[Task prompt]
How many lines in the entries below contain the string "bush"? Case counts; reply with the number alone.

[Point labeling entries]

***

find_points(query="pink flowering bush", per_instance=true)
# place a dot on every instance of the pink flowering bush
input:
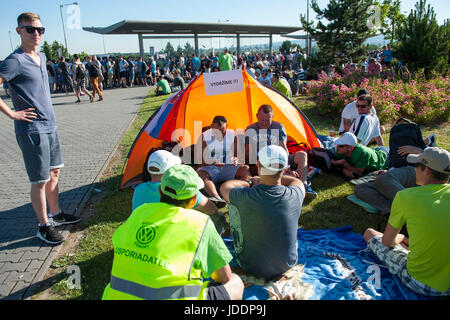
(423, 101)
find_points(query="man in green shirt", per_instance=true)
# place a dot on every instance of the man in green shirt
(422, 261)
(356, 159)
(164, 224)
(225, 60)
(162, 86)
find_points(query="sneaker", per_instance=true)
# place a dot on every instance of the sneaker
(310, 193)
(64, 218)
(432, 140)
(219, 202)
(49, 235)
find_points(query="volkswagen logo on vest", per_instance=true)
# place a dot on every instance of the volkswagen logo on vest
(145, 234)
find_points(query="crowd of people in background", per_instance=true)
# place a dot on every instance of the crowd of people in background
(283, 71)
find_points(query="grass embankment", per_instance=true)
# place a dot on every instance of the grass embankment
(106, 212)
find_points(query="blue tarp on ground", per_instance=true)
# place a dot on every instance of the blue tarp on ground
(339, 266)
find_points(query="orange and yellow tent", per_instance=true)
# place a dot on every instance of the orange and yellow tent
(179, 117)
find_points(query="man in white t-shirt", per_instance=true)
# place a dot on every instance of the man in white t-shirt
(367, 126)
(350, 113)
(219, 163)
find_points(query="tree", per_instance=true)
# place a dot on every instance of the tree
(179, 50)
(422, 42)
(188, 50)
(169, 50)
(341, 39)
(390, 18)
(286, 46)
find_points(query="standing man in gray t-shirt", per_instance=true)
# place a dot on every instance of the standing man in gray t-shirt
(264, 213)
(35, 125)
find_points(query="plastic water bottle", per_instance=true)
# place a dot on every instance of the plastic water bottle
(332, 132)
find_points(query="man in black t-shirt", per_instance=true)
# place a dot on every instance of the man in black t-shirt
(66, 78)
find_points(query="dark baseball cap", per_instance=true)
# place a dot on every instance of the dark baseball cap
(362, 92)
(218, 119)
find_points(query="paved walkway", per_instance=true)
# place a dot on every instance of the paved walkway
(89, 135)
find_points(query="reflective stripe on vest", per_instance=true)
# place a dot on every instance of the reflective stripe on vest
(148, 293)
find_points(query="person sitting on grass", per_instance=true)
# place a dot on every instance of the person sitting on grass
(158, 163)
(350, 113)
(381, 192)
(422, 261)
(162, 86)
(165, 250)
(355, 159)
(264, 213)
(219, 163)
(266, 132)
(367, 127)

***

[The solution]
2